= Extrait cité =
══════════════════════════════
Un développement encore plus accentué en termes d’effectifs. En effet, selon la Cour rapportant des chiffres du ministère de l’Intérieur, la filière sécurité de la fonction publique territoriale, policiers municipaux en tête, continue son essor. Elle se répartissait, fin 2010, de la façon suivante :

  • 19 370 policiers municipaux fin 2010, contre 14 300 en janvier 2002 (+35%),
  • 1450 gardes champêtres,
  • 5180 agents de surveillance de la voie publique, parfois utilisés comme « force d’appoint » aux policiers municipaux, relève le rapport,
  • 2330 agents de surveillance de Paris.

11 % des effectifs – Au total, cette filière représentait, fin 2010, environ 28 300 agents, soit 11% des effectifs cumulés de la police et de la gendarmerie nationales. A titre de comparaison, si les effectifs de policiers municipaux sont, en volume, bien moins importants que ceux de la police nationale, force est de constater qu’ils ont augmenté de 35% entre 2002 et 2010, alors que ceux de la police nationale ont baissé de 5,3%.

Armement des polices municipales : un tableau très contrasté

Selon le rapport de la Cour des comptes, 39% des policiers municipaux situés en zone de police nationale (hors Paris et petite couronne) étaient équipés fin 2010 d’armes de 4ème catégorie (armes à feu). « Le nombre de policiers municipaux dotés d’armes est très variable d’une région à l’autre », font valoir les juges qui observent que cette proportion s’élève à 75% dans les communes de Provence-Alpes-Côte d’Azur et 81% en Languedoc-Roussillon, contre 18% dans la grande couronne parisienne et 17% en Rhône-Alpes.

Doctrine d’emploi : clivage et transfert de l’Etat

La Cour des comptes observe par ailleurs un véritable clivage concernant la doctrine d’emploi des PM. « Si beaucoup restent cantonnées dans des missions de police administrative et de prévention, d’autres tendent à devenir des forces de substitution de la police nationale en adaptant, en fonction de celle-ci, leurs interventions et leurs objectifs de lutte contre la délinquance », via les conventions de coordination.
Les auteurs du rapport considèrent ainsi que « le dispositif de coordination entérine une forme de recul des missions de surveillance générale de la voie publique assurées par les services de Etat pour leur permettre de se consacrer davantage aux interventions ciblées de lutte contre la délinquance ».
Et de conclure : « L’équilibre ainsi établi prend acte du transfert de la police de proximité sous l’autorité du maire et de la priorité donnée à l’action répressive, depuis la LOPSI de 2002, par les forces de sécurité de l’Etat. Cette évolution fait ainsi dépendre du choix des élus locaux les conditions de mise en œuvre des politiques de sécurité de l’Etat ».

La Cour des comptes pointe d’ailleurs « les inégalités territoriales », conséquence de l’implication variable des communes dans le champ de la sécurité publique. Une situation dont « l’Etat paraît s’accommoder », en raison notamment du manque de ses moyens.

Une formation à approfondir

En outre, note la Cour, cette grande hétérogénéité de polices municipales « ne favorise pas leur professionnalisation ». Compte tenu de l’extension et de la diversification des missions des policiers municipaux, les auteurs du rapport appellent à « un effort accru de formation initiale et continue ».
══════════════════════════════
= Consigne A =
Répondez à ces questions à l'aide de l'extrait sur les polices municipales :
(i) Combien de gardes champêtres comptait-on fin 2010 ?
(ii) Quelle part des policiers municipaux était armée en Languedoc-Roussillon ?
(iii) De quel pourcentage les effectifs de la police nationale ont-ils baissé entre 2002 et 2010 ?
= Consigne B =
Poursuivez l'extrait sur les polices municipales à partir de sa dernière phrase.
Les données qui viennent ensuite n'ont aucun rapport avec l'extrait sur les polices municipales.
══════════════════════════════
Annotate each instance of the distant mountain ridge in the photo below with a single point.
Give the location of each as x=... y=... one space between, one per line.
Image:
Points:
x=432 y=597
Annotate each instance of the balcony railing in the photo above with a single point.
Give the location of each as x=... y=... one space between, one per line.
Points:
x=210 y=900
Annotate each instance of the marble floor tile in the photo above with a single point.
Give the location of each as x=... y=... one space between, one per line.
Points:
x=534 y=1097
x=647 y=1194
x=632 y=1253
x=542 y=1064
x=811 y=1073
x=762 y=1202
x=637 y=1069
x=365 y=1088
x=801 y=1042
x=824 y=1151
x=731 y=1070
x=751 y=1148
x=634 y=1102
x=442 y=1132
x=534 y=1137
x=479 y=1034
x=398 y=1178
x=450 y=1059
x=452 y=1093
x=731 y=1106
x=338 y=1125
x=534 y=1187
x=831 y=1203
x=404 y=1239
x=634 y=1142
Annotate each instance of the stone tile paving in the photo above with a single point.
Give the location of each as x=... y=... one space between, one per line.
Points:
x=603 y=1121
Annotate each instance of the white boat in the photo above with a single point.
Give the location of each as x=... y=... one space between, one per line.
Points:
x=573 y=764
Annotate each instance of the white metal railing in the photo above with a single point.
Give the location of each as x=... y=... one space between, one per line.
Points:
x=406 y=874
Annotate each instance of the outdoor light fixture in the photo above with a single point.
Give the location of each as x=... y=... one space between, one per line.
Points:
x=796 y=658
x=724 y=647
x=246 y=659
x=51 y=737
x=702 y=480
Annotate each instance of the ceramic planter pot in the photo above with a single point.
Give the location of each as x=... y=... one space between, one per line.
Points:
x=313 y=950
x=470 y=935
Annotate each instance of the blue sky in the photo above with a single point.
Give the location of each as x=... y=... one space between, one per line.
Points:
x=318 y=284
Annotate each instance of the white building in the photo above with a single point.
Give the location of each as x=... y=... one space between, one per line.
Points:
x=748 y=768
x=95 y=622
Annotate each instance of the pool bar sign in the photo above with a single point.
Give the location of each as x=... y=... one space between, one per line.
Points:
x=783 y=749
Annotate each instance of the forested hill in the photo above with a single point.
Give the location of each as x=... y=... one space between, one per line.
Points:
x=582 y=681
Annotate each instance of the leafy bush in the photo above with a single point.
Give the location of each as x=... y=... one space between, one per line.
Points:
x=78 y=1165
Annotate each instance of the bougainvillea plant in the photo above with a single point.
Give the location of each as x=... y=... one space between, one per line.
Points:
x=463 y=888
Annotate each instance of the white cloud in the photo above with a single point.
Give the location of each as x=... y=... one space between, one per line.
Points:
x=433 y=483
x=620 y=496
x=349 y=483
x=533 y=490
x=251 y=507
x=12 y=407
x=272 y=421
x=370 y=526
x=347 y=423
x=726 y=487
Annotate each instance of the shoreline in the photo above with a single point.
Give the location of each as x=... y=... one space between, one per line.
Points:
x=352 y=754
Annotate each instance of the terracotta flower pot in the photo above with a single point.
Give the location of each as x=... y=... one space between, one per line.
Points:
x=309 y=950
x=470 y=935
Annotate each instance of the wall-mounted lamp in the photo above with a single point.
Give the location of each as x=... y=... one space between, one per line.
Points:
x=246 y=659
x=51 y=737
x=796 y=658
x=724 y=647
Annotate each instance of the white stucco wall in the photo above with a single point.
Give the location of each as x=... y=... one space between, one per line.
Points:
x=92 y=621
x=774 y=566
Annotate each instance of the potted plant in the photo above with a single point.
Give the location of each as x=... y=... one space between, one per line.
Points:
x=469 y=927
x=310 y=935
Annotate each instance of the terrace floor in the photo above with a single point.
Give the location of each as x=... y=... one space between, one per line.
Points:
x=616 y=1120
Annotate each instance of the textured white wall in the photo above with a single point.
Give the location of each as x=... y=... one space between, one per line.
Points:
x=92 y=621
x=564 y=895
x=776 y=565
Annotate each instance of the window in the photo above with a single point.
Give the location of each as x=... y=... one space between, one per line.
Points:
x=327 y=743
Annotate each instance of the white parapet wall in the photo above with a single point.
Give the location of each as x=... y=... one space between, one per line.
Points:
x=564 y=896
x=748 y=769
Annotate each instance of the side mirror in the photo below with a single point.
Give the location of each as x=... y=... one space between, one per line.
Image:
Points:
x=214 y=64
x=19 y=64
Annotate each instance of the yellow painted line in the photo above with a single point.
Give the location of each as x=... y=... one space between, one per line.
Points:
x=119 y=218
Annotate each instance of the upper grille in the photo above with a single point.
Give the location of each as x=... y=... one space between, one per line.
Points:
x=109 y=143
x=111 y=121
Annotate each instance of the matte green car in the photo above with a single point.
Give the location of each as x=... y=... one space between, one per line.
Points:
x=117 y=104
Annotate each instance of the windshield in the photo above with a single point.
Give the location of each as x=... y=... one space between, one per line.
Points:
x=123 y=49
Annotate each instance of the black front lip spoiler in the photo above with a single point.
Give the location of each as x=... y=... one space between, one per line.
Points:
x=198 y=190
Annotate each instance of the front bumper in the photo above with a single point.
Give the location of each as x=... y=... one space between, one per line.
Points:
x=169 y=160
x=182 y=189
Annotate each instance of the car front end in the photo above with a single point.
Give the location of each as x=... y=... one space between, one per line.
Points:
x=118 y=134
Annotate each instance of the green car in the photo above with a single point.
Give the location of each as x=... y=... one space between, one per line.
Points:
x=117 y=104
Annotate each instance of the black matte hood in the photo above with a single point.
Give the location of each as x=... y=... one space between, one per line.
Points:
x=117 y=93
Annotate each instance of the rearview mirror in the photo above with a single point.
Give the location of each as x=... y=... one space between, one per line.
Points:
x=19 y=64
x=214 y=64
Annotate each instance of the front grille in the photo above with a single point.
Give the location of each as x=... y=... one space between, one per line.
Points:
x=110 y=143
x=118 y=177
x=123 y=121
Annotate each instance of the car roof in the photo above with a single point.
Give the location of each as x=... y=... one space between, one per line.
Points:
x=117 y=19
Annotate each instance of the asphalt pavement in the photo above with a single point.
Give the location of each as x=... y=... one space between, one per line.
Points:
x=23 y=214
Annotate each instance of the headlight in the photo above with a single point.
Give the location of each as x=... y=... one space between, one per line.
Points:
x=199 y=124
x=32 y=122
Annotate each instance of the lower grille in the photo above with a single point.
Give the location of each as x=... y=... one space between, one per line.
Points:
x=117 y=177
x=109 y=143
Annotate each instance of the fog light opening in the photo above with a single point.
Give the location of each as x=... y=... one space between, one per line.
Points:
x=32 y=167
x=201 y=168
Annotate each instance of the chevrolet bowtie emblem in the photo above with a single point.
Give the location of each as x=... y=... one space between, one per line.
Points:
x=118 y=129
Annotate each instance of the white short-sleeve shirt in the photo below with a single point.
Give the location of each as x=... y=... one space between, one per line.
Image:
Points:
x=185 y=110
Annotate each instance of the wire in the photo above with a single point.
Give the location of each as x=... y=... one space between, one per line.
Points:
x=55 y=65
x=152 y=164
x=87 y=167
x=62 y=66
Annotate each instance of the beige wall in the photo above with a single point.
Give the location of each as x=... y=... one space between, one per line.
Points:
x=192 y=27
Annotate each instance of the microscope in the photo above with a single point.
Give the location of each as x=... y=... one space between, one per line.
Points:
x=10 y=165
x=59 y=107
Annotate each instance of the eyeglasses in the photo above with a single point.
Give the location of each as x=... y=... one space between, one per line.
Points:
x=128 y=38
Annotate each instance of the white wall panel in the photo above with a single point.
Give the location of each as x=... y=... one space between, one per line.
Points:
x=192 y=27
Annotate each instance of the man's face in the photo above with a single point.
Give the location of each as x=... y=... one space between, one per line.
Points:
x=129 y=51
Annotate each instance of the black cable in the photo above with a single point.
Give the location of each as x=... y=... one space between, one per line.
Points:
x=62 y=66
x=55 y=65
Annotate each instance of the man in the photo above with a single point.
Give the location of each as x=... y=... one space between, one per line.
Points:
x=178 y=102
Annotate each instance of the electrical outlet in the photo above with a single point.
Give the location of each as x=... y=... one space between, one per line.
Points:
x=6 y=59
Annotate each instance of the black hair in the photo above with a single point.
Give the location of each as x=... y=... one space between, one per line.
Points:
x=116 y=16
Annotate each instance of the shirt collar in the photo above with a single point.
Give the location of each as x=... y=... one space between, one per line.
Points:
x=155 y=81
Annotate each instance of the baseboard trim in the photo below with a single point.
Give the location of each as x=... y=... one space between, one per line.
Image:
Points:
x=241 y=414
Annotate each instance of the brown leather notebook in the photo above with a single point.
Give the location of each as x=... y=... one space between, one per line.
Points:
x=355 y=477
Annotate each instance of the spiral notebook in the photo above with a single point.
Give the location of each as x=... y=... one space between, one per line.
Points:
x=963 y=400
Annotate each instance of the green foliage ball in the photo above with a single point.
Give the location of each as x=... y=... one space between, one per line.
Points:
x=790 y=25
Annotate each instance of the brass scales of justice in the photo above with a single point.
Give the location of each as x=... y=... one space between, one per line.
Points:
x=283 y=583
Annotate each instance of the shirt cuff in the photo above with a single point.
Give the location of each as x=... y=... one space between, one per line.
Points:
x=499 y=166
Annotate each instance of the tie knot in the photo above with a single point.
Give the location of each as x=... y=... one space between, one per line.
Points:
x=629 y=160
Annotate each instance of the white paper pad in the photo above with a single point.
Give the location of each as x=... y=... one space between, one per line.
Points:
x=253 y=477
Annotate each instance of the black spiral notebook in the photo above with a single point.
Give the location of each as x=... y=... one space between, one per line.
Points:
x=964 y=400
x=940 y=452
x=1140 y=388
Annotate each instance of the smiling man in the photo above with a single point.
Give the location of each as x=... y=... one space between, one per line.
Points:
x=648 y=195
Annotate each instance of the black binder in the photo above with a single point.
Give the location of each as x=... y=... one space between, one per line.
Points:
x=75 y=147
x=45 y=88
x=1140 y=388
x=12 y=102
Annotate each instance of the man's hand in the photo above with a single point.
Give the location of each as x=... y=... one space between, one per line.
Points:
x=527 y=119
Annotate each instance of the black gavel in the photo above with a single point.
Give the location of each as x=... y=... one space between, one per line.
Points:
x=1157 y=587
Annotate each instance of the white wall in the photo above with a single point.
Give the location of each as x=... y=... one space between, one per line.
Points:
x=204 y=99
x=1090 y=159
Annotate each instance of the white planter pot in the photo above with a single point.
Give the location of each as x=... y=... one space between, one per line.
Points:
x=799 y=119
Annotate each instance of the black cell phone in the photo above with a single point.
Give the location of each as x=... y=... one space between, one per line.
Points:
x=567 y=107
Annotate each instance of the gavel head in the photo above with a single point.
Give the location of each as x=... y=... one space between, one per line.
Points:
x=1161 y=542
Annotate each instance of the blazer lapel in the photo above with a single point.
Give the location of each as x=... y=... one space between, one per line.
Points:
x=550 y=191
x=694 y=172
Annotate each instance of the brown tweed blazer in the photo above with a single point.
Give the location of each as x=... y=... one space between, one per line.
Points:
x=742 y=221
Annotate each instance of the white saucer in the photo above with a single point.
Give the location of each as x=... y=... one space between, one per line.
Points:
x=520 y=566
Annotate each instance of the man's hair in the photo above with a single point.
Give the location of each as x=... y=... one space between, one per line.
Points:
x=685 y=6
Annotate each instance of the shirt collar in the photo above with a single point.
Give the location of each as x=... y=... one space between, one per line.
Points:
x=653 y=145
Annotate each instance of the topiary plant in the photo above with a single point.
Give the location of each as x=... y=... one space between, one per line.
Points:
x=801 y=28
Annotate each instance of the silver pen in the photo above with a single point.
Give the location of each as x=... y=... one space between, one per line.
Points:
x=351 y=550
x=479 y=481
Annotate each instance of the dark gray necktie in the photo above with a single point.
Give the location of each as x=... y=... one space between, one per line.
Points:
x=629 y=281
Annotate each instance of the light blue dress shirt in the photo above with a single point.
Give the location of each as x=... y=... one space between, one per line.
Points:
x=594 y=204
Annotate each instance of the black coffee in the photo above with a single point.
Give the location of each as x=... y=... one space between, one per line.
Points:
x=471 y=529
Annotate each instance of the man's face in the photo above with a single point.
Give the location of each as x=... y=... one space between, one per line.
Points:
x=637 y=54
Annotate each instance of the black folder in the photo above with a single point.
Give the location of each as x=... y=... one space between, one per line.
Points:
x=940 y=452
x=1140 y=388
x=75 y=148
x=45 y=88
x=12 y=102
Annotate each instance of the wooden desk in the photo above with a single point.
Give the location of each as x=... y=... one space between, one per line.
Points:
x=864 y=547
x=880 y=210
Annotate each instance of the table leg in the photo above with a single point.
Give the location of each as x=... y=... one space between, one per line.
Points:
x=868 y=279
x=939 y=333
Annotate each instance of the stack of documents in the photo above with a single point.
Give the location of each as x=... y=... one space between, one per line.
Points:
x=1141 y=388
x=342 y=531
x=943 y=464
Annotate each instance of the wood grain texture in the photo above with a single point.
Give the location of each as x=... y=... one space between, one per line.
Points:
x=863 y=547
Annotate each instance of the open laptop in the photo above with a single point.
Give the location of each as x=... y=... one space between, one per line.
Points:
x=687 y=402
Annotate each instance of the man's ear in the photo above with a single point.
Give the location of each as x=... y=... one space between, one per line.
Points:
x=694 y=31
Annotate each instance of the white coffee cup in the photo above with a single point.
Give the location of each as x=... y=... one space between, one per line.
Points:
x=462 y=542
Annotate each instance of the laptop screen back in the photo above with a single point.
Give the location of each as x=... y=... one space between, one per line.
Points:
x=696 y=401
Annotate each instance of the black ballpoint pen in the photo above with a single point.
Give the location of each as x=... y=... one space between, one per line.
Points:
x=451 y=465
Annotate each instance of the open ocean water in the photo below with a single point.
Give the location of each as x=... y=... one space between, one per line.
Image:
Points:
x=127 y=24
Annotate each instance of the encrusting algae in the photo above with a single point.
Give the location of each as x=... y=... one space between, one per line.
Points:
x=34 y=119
══════════════════════════════
= Réponse A =
(i) 1450.
(ii) 81 %.
(iii) 5,3 %.

= Réponse B =
Ils recommandent notamment la transmission aux préfets (outre les maires) des avis de fin de formation initiale des stagiaires émis par le CNFPT, « afin de motiver les décisions d’agrément ». Ils recommandent également une obligation de formation continue pour les directeurs de PM et de nouvelles modalités de contrôle des polices municipales.

Vidéosurveillance : une politique approximative

Outre l’évolution des polices municipales, la Cour des comptes passe au crible le développement de la vidéosurveillance de voie publique, principalement portée par les collectivités locales. Premier écueil rencontré : l’estimation du nombre de caméras de voie publique en France.

Dans son rapport, la Cour constate un « écart important » entre les chiffres de la direction des libertés publiques du ministère de l’Intérieur, qui évoque 33 000 caméras en 2009, et sa propre enquête, basée sur les chiffres de la police et de la gendarmerie nationales, qui fait ressortir le nombre de 10 000 caméras à la fin 2010.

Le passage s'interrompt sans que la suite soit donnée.